Copy the text below about cerebellar agenesis word for word, in full.

### Exercise text

========================================

Cerebellar agenesis revisited

C.A.R Boyd

Brasenose College, Oxford OX1 4AJ, England

Correspondence to: C. A. R. Boyd, Brasenose College, Oxford OX1 8DJ, England E-mail: richard.boyd{at}bnc.ox.ac.uk

New clinical and employment information, together with over-looked previously published information, on a patient (H.C.) is reviewed. H.C., who died at the age of 76 in 1939, was found, by chance during anatomical dissection, to lack a cerebellum. This synthesis challenges an unusual and interesting account of cerebellar agenesis published in Brain in 1994 by Glickstein (see also Glickstein, 2006), in which the allegedly ‘bogus’ oral history of this individual's motor skills was held to have led to ‘medical myth making’. Part of the burden of the 1994 paper was to show that ‘cerebellar agenesis is always associated with profound motor deficits’. Glickstein therefore focussed on an apparent ‘exception’ to this conclusion, concerning the brain of a single case, H.C., who died 70 years ago, who ‘had given rise to an oral tradition alleging that normal movement is possible despite total cerebellar agenesis’. Glickstein (1994) concludes ‘despite an oral tradition to the contrary there is absolutely no evidence about the motor capacities of this man during his life’. Rather remarkably, an extensive history of this individual has become available, its significance becoming noted only this year; this complements and adds to a previous brief history published on H.C. (and not mentioned in the 1994 paper; see below). The new evidence includes the death certificate stating the man's occupation to have been ‘manual labourer’ with all the implications relevant to his supposed incapacity. The written historical record thus confronts the alleged ‘myth’. It is interesting to note how medical records on an undoubtedly very ordinary citizen were recorded in London in the 1930s (before the NHS was set up in 1949) and how they could be made accessible to clinical colleagues in east London in the middle of World War II blitz bombing of the capital.

========================================

Data items
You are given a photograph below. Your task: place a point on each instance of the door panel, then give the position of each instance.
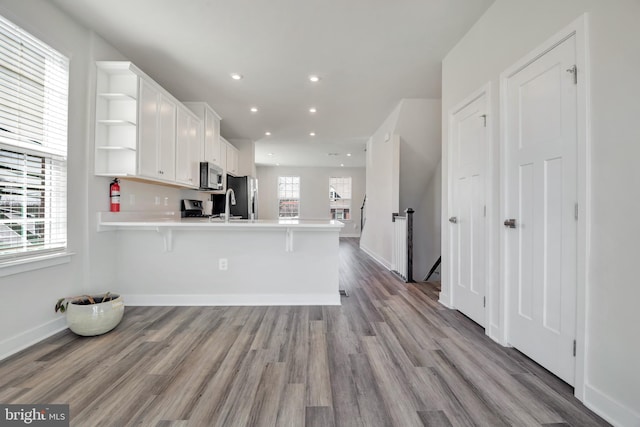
(541, 181)
(468, 232)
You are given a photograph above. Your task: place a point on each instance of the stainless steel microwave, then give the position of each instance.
(211, 176)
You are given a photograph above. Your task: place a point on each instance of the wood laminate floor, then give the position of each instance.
(389, 356)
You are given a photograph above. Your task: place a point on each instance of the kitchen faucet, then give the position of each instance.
(227, 208)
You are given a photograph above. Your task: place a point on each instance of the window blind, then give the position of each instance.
(34, 80)
(288, 196)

========================================

### Answer section
Cerebellar agenesis revisited

C.A.R Boyd

Brasenose College, Oxford OX1 4AJ, England

Correspondence to: C. A. R. Boyd, Brasenose College, Oxford OX1 8DJ, England E-mail: richard.boyd{at}bnc.ox.ac.uk

New clinical and employment information, together with over-looked previously published information, on a patient (H.C.) is reviewed. H.C., who died at the age of 76 in 1939, was found, by chance during anatomical dissection, to lack a cerebellum. This synthesis challenges an unusual and interesting account of cerebellar agenesis published in Brain in 1994 by Glickstein (see also Glickstein, 2006), in which the allegedly ‘bogus’ oral history of this individual's motor skills was held to have led to ‘medical myth making’. Part of the burden of the 1994 paper was to show that ‘cerebellar agenesis is always associated with profound motor deficits’. Glickstein therefore focussed on an apparent ‘exception’ to this conclusion, concerning the brain of a single case, H.C., who died 70 years ago, who ‘had given rise to an oral tradition alleging that normal movement is possible despite total cerebellar agenesis’. Glickstein (1994) concludes ‘despite an oral tradition to the contrary there is absolutely no evidence about the motor capacities of this man during his life’. Rather remarkably, an extensive history of this individual has become available, its significance becoming noted only this year; this complements and adds to a previous brief history published on H.C. (and not mentioned in the 1994 paper; see below). The new evidence includes the death certificate stating the man's occupation to have been ‘manual labourer’ with all the implications relevant to his supposed incapacity. The written historical record thus confronts the alleged ‘myth’. It is interesting to note how medical records on an undoubtedly very ordinary citizen were recorded in London in the 1930s (before the NHS was set up in 1949) and how they could be made accessible to clinical colleagues in east London in the middle of World War II blitz bombing of the capital.